> [Exercise tasks]
1: In the climate discussion transcript, swap "North Carolina" for "Oregon" and give the passage again, beginning at the words "North Carolina is" and stopping after "affected by it.".
2: According to the climate discussion transcript, who ran for president in 2008 as the climate champion?
═══ Extract provided ═══
It's really hard to grow crops when you go from drought to flood, which is going on.
So, you know, and he talked about infrastructure.
There's no better infrastructure than building, you know, wind turbines, solar panels, and also hardening our infrastructure against these kind of disasters.
And if Donald Trump wants to do something about infrastructure, it should be green infrastructure.
We would have to
re-organize how we build our homes.
I mean, he keeps calling this a forest.
It's not a forest fire.
It's not the forest.
It's what, right?
It's what they call the
wildland-urban interface.
In other words, it's...
It's buildings.
You may have noticed as well.
Well, it's the areas like beyond the suburbs, but before the cows.
Yes.
You know, it's where upper-middle-class people have a horse or less
well-off people have a car on the lawn.
I live next to a forest, so I get that.
North Carolina is full of beautiful forested areas next to homes.
One in three homes in this country is in this area.
Absolutely.
I don't know what's going to happen if they all start catching fire.
Well, I think, I mean, clearly, we're going to have to learn to cope with what is happening right now and how people are being affected by it.
But I think we also have to press harder and say what has happened when one of our major political parties in this country has closed turns its back on science, has said we don't care, we're going to plug our ears, close our eyes, and we're going to deny that this is happening.
And we have to be clear that that party has been totally taken over by the fossil fuel industry and by the Koch Donor Network and all of these other people who will push to do anything to keep us from acting on this life-threatening disaster, both in our country and in other countries.
And we've got to say that's not acceptable.
The same way we got people elected in the midterms, we've got to be going door to door, holding politicians' feet to the fire and saying this has to stop now.
Just like with the guns, right.
That's how I felt.
They seem to.
The sad thing is, a guy ran for president in 2008, said global warming was real, caused by humans, cap and trade would fix it, and it would create millions of green jobs.
I miss that guy every day.
His name was John McCain.
John McCain ran as the climate champion.
So it's only...
You were the green initiative guy.
Right?
Wasn't that your job?
That was my job.
Barack Obama and John McCain fought about every issue, but not this issue.
So very recently, both parties have the common sense to know you can't cook a planet and live on it at the same time.
Okay.
Steve?
But
I mean,
put aside all the preponderance of the scientific evidence, you just know from your own eyes that the weather is different today than it was 10 years ago.
Just commonsensically, we have these super storms.
We're seeing these Armageddon fires.
Hundreds of people will be dead.
And we have a crisis in our politics.
I mean, we have an unconstitutionally appointed acting attorney general who's a complete crackpot who recently
recently was involved in a scam company that was selling time travel technology.
And we sit and we wonder and say, hey, you know, why is it that nobody will believe the science?
And reveling in ignorance has become a central qualification to be able to call yourself a conservative in this era to the country's great detriment.
═══ Recorded information ═══
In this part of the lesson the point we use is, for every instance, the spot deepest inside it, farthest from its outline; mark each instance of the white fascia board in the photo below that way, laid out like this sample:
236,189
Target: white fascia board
═══
> [The responses]
1:
Oregon is full of beautiful forested areas next to homes.
One in three homes in this country is in this area.
Absolutely.
I don't know what's going to happen if they all start catching fire.
Well, I think, I mean, clearly, we're going to have to learn to cope with what is happening right now and how people are being affected by it.

2: John McCain.